O que sucede, na verdade, é que os EUA, mais que outro país, proporcionam uma vida boa e agradável ao cidadão comum. Pense no seguinte: se você é um "cara" rico, vai se dar bem em qualquer lugar. Eu até diria que se você é rico pode viver melhor fora dos EUA do que nos EUA. Por que? Porque se você mora fora dos EUA vai usufruir do que podemos chamar de "as regalias da aristocracia", que se resumem no prazer de sentir que você é um ser superior. Nos EUA isso lhe é negado, não importa quanto dinheiro você tenha. Posso citar o exemplo do Bill Gates. Se Bill Gates estiver andando pelas ruas de Nova Iorque e parar alguém, ao acaso, e lhe disser: "_ Olhe, eu lhe dou cem dólares se você beijar meus pés".Qual seria a resposta do americano típico? O americano típico diria a ele o seguinte: "_ Bill, vá para o inferno! Você pode ter mais dinheiro que eu, mas não é melhor do que eu".E essa é a idéia que mostra o limite do que o dinheiro pode comprar nos EUA. Sendo assim, o "cara" rico vive melhor fora dos EUA.
Mas os EUA proporcionam uma vida boa ao homem comum. Como imigrante, isso é óbvio demais para mim. Tenho um amigo em Bombaim que há uns dez anos vem tentando obter um visto para se mudar para os EUA e não consegue nunca. Perguntei a ele: por que é que você quer tanto ir para os EUA? Ele me disse que é porque ele quer morar num país em que, ao menos, as pessoas pobres são gordas. Em outras palavras, o homem comum vive bem nos EUA. Para mim, no entanto, essa é uma explicação limitada e parcial para o que é verdadeiramente atraente e significativo nos EUA.
Volto à pergunta que apresentei pouco atrás: o que teria sido da minha vida se eu não tivesse vindo para os EUA? Se eu tivesse ficado morando na Índia, provavelmente passaria toda a minha vida dentro de uma área de cinco milhas de raio de onde eu nasci. Sem dúvida, teria me casado com uma garota da minha religião, classe e padrão de vida. Quase certamente seria um médico, um engenheiro ou um programador de software. Eu teria todo um conjunto de opiniões que facilmente já estariam ultrapassadas. Isso é o que o destino teria me proporcionado. Não estou dizendo que não teria nenhuma outra escolha. Mas a escolha seria confinada dentro de certos parâmetros.

Seu objetivo
Segundo o trecho fornecido, por que o "cara" rico viveria melhor fora dos EUA do que nos EUA? Responda em uma a três frases.

Linhas fornecidas
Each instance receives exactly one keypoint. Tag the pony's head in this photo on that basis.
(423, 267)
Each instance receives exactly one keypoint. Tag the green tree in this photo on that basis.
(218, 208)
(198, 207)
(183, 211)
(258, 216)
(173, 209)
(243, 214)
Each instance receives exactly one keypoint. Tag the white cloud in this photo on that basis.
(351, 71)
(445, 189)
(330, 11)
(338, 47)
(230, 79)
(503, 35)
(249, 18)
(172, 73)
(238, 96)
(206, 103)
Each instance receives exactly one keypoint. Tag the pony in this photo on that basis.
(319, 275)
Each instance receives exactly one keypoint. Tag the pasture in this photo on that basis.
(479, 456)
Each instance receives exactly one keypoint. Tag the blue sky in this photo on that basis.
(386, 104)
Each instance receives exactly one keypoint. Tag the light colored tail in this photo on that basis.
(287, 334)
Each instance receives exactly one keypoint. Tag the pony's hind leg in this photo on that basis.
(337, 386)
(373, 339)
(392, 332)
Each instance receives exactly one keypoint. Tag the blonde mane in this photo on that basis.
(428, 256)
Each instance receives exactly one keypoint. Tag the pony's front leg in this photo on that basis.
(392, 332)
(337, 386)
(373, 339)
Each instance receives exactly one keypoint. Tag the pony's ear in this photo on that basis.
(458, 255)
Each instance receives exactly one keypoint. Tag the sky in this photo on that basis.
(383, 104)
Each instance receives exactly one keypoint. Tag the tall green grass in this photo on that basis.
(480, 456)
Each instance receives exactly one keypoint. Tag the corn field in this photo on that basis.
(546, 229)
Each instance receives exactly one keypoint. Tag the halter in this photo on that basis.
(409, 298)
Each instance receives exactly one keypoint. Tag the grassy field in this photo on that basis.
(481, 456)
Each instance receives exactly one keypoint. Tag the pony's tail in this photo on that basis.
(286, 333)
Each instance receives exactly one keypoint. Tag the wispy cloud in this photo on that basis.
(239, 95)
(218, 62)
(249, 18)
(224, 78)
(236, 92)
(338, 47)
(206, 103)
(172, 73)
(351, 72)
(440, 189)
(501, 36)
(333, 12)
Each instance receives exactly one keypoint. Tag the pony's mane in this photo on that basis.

Solução do exercício
Fora dos EUA, ele usufruiria das "regalias da aristocracia", que se resumem no prazer de sentir que é um ser superior, algo que nos EUA lhe é negado, não importa quanto dinheiro tenha. No exemplo de Bill Gates, o americano típico recusaria beijar seus pés por cem dólares e diria que ele pode ter mais dinheiro, mas não é melhor. Isso mostra o limite do que o dinheiro pode comprar nos EUA.